# Task directions:
Exactly and only the lines from the one with "indicate the man's finger, one" through the end of the listing are to be transcribed, both ends included.

# The records:
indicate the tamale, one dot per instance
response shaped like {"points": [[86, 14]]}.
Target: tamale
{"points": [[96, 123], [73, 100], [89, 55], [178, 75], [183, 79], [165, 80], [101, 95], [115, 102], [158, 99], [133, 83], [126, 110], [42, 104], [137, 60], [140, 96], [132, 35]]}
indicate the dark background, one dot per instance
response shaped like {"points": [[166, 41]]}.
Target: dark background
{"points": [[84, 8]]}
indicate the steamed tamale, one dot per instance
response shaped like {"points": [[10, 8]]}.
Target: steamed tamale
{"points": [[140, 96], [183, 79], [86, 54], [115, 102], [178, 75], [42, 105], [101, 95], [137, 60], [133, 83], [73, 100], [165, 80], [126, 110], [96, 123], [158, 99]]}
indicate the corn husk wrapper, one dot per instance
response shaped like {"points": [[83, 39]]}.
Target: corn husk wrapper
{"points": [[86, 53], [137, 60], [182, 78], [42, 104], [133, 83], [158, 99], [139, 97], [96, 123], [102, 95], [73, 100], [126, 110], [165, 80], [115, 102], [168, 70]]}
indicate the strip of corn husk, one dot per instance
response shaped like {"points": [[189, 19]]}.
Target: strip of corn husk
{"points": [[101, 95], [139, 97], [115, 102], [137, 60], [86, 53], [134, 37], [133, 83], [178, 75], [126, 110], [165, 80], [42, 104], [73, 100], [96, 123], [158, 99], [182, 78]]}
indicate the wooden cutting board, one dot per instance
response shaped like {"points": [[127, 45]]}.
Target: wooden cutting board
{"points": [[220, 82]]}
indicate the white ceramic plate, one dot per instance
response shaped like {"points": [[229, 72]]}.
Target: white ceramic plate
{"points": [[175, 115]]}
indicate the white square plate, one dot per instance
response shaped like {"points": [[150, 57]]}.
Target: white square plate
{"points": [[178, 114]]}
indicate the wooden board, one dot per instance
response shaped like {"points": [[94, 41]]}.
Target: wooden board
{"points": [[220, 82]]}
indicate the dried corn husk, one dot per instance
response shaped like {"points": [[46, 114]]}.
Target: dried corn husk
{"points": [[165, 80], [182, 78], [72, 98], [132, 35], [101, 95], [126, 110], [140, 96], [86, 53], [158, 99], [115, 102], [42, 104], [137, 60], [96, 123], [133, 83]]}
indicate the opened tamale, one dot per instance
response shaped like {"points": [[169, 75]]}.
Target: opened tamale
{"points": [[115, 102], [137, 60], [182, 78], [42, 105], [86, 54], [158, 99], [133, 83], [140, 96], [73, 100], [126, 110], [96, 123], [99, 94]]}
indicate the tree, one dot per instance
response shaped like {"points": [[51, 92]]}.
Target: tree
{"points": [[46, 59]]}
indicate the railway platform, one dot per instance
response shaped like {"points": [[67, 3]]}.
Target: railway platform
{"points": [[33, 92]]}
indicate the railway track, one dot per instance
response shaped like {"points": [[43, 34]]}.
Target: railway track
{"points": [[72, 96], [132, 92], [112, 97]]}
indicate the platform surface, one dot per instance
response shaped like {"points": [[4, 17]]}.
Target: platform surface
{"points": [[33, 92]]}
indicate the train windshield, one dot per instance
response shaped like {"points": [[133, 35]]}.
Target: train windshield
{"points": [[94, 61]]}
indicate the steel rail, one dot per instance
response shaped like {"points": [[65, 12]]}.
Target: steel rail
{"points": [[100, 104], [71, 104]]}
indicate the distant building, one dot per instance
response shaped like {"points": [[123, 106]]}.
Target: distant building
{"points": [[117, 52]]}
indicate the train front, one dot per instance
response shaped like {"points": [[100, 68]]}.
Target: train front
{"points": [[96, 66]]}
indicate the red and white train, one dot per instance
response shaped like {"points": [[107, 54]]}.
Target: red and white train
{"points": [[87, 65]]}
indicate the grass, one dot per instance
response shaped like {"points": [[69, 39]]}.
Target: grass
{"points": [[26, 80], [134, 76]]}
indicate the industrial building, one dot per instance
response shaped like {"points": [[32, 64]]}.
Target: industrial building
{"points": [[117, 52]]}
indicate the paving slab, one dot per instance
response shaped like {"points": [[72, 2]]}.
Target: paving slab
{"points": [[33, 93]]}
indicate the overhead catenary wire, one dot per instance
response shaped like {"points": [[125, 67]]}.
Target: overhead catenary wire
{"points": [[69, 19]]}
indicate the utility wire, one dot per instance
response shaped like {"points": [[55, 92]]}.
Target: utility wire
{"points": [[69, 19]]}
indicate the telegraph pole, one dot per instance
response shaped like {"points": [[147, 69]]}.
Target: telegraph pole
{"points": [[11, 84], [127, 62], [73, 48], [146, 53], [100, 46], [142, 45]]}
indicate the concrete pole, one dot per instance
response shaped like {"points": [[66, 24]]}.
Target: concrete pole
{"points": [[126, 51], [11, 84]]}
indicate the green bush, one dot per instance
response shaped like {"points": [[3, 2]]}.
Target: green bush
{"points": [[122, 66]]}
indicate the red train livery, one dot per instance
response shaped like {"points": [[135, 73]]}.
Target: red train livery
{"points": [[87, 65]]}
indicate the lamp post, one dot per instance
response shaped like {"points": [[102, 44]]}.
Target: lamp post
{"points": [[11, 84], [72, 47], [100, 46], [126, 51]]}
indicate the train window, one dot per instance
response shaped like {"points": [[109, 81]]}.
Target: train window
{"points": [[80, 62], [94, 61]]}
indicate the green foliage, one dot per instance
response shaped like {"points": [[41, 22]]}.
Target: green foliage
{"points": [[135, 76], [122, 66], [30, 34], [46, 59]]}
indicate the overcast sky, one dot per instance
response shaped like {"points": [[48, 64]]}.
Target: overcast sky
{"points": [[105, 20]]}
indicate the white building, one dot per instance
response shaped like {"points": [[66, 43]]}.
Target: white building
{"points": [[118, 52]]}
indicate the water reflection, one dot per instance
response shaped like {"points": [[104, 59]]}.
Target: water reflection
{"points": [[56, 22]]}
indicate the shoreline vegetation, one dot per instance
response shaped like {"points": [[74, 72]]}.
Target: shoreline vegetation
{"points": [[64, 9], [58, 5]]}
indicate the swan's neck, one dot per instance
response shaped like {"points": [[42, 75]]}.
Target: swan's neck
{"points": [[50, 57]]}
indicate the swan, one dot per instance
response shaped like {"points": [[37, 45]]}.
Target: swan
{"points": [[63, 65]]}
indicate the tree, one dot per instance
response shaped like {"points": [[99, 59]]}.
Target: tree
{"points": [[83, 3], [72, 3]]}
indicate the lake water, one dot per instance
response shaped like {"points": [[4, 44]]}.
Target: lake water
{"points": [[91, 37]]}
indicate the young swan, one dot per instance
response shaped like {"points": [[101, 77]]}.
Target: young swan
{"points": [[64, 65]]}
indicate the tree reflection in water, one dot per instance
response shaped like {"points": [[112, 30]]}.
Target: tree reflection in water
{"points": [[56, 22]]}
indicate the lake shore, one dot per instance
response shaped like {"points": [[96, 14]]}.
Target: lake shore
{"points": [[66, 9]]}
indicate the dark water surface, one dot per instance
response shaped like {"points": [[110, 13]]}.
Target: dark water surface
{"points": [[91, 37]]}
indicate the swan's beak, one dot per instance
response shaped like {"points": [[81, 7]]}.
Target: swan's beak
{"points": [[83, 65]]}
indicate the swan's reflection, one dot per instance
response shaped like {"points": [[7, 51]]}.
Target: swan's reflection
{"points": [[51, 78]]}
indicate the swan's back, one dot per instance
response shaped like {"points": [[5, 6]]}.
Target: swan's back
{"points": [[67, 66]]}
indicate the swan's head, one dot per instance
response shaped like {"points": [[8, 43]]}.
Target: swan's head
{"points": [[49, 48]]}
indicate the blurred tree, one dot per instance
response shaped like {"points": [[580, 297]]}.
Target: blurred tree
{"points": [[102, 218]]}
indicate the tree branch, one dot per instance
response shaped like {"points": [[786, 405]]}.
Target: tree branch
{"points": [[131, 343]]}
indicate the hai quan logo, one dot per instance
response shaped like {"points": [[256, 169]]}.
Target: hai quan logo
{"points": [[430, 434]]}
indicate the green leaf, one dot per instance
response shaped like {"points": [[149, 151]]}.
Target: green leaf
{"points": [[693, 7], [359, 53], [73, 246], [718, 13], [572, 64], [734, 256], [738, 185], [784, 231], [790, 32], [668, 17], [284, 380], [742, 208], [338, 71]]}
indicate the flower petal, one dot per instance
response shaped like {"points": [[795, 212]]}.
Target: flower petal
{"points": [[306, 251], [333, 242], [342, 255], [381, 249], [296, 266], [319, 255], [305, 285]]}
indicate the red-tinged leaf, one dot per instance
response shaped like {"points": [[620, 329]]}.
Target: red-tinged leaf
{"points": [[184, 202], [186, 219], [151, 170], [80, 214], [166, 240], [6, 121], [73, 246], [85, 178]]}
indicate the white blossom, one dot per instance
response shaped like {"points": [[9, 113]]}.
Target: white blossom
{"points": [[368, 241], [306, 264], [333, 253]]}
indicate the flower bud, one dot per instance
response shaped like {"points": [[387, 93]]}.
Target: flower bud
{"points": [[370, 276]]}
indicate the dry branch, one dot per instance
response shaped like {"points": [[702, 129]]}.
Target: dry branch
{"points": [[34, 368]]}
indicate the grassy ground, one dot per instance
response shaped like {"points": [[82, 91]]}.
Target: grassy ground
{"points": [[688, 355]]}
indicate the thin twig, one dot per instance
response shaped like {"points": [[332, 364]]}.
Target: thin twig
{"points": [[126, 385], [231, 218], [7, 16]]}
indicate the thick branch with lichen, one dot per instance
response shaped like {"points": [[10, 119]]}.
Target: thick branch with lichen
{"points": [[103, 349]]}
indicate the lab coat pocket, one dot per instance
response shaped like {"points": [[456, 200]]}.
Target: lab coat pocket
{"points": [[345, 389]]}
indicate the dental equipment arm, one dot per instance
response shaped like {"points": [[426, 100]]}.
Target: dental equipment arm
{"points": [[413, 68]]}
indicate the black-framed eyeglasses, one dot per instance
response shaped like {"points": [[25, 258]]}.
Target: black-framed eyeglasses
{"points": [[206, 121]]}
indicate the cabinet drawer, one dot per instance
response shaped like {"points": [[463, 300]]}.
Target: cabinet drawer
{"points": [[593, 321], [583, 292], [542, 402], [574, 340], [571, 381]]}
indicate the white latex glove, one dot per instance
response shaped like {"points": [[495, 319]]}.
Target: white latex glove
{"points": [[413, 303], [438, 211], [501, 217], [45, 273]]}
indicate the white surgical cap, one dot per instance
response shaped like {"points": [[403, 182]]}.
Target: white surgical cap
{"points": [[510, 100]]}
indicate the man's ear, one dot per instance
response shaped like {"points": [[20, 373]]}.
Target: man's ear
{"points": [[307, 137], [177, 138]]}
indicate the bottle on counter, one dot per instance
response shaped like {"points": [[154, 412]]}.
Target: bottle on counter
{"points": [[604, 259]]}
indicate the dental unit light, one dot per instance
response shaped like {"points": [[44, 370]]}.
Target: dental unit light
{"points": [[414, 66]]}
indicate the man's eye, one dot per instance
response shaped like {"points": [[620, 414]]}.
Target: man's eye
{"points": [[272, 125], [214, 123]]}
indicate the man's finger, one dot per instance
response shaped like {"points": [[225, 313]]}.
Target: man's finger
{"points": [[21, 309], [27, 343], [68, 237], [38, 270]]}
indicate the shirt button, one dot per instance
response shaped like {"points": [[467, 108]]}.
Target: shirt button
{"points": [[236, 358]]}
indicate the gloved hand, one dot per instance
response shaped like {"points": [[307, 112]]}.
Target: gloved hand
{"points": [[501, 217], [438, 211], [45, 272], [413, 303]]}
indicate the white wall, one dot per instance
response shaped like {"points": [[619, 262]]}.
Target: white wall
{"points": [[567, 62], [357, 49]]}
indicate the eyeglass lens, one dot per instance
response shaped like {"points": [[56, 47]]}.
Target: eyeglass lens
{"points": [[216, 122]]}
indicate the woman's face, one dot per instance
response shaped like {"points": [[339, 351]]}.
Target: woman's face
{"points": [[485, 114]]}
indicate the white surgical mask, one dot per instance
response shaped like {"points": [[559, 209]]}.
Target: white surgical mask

# Result:
indicate the man's finger, one dot per instance
response shaped like {"points": [[225, 313]]}.
Target: man's finger
{"points": [[21, 309], [27, 343], [68, 237], [38, 270]]}
indicate the shirt button, one dot per instance
response shaped like {"points": [[467, 108]]}.
Target: shirt button
{"points": [[236, 358]]}
indicate the gloved hand, one dot per instance
response shaped like {"points": [[307, 112]]}.
Target: gloved hand
{"points": [[501, 217], [438, 211], [45, 272], [413, 303]]}
indicate the white wall, one dot per instance
response shaped like {"points": [[619, 262]]}.
Target: white wall
{"points": [[567, 62], [357, 49]]}
indicate the eyeglass lens, one dot per instance
response shaped like {"points": [[56, 47]]}.
Target: eyeglass lens
{"points": [[216, 122]]}
indicate the woman's face, one dot per instance
response shaped like {"points": [[339, 351]]}.
Target: woman's face
{"points": [[485, 114]]}
indicate the white surgical mask, one dot per instance
response shaped like {"points": [[559, 209]]}.
Target: white surgical mask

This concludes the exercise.